- Passage shown
▼▼▼

Johnstone and his troopers, together with armed sailors and volunteers, scoured the coast from Cardwell north to Cooper Point, searching every Aboriginal camp they came across. A member of this party later wrote that Johnstone "spoke of killing whole camps, not merely men but girls and piccaninnies" during these raids. Johnstone apparently bragged that the Premier of Queensland, Arthur Hunter Palmer, approved of his methods and protected him from any possible recriminations. The statements were denied by Johnstone in 'the most emphatic manner'. Newspapers reported that Johnstone's detachment of Native Police killed a total of 93 local Aboriginals in the Maria reprisals. Accusations of mass murder by Johnstone even reached the Permanent Under-Secretary of State for the Colonies in London, Robert Herbert. A subsequent investigation by the Queensland government condoned Johnstone's actions on the grounds that the Aboriginals of the north were "savage and treacherous".

===Wyandotte Station killings (July 1872)===

A travelling correspondent to the Valley of Lagoons area by the name of Richard Bird Hall wrote several letters to the Queensland Government and to various newspapers about the murderous actions of Johnstone and his troopers. In particular, a massacre of Aboriginals working on Walter Jervoise Scott's Wyandotte run conducted by Johnstone caused a minor scandal. Eight Gugu-Badhun men and two women were killed with most of the corpses "left exposed on the roadside till they stank". The government and the commissioner of police, David Thompson Seymour, defended Johnstone's actions and he was promoted to full sub-Inspector not long after this.

===Valley of Lagoons dispersals (1872)===

During the early 1870s, Johnstone was stationed at various outposts of the massive Valley of Lagoons Station owned by Walter Jervoise Scott. Johnstone describes how the Gugu-Badhun who speared livestock on this property which was once their land were punished in most cases by general massacre. However, he does point out that on one occasion he only shot dead the dogs of the Aboriginals when it was discovered the main target, a man named Tallboy, had previously saved the life of a white man.

===Herbert River dispersals (February and March 1873)===

Johnstone reported to Police Commissioner Seymour that on 14 March near Mt Leach "I dispersed a large mob and returned to camp...on 21 February I succeeded in dispersing three mobs on the Seaview Range...and on 27 March on the Lower Herbert River I dispersed a large mob."

===Green Island killings (April and July 1873)===

In April 1873, the Goodwill vessel arrived at Green Island with 3 European crew and 5 Manbarra people press-ganged from Palm Island to collect and process beche de mer. The Aboriginals, including 3 men and 2 women, resented their treatment and killed two of the whites and stole the "Goodwill". The third, Daniel Kelly, escaped to nearby Oyster Quay Island to report the killings to another beche-de-mer fisherman named Philip Garland. The incident was reported to authorities in Cardwell and Police Commissioner Seymour ordered Johnstone via telegram to organise a punitive mission.

▲▲▲

- Provided material
▼▼▼

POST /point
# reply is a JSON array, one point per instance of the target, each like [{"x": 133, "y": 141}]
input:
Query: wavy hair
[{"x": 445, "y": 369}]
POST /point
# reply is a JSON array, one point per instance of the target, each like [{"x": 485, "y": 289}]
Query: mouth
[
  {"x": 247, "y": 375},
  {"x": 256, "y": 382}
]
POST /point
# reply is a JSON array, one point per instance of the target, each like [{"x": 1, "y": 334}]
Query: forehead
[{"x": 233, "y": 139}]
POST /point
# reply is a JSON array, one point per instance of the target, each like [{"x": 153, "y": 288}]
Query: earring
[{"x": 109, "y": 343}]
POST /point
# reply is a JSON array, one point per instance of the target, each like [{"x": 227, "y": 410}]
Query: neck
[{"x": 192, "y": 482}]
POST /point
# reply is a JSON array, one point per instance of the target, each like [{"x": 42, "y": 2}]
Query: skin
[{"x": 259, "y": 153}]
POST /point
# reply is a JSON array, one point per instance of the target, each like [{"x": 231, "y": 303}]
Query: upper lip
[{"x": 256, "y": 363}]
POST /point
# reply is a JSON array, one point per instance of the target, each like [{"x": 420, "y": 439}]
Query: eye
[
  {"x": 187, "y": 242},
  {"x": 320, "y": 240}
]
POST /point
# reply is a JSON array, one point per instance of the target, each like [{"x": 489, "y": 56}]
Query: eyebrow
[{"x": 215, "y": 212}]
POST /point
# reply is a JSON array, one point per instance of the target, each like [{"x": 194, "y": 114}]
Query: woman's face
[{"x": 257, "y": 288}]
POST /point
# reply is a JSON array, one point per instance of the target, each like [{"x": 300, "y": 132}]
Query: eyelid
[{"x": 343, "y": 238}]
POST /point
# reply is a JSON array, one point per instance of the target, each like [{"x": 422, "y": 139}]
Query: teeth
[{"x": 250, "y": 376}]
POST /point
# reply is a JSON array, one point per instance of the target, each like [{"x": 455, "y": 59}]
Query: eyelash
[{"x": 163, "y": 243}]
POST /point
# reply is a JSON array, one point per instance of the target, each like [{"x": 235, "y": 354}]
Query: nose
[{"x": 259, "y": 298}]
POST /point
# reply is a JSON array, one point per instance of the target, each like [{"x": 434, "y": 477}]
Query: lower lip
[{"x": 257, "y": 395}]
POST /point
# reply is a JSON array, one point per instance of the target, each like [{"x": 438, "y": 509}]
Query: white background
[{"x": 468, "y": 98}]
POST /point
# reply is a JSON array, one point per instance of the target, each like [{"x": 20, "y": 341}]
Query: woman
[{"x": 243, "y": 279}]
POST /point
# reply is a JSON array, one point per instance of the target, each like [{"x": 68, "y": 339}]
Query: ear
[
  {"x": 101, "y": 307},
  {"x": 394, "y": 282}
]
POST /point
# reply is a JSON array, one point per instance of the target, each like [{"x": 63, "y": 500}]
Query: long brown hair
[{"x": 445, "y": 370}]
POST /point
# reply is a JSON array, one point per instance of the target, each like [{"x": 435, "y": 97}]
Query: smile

▲▲▲

- Requests
a) In the text on Johnstone's Native Police actions, copy everything from "In April 1873, the" down to "a punitive mission.", swapping "whites" for "Europeans".
b) According to the text on Johnstone's Native Police actions, how many local Aboriginals did newspapers report were killed in the Maria reprisals?
The records are separate material and are not part of the text on Johnstone's Native Police actions.

- Replies
a)
In April 1873, the Goodwill vessel arrived at Green Island with 3 European crew and 5 Manbarra people press-ganged from Palm Island to collect and process beche de mer. The Aboriginals, including 3 men and 2 women, resented their treatment and killed two of the Europeans and stole the "Goodwill". The third, Daniel Kelly, escaped to nearby Oyster Quay Island to report the killings to another beche-de-mer fisherman named Philip Garland. The incident was reported to authorities in Cardwell and Police Commissioner Seymour ordered Johnstone via telegram to organise a punitive mission.

b) 93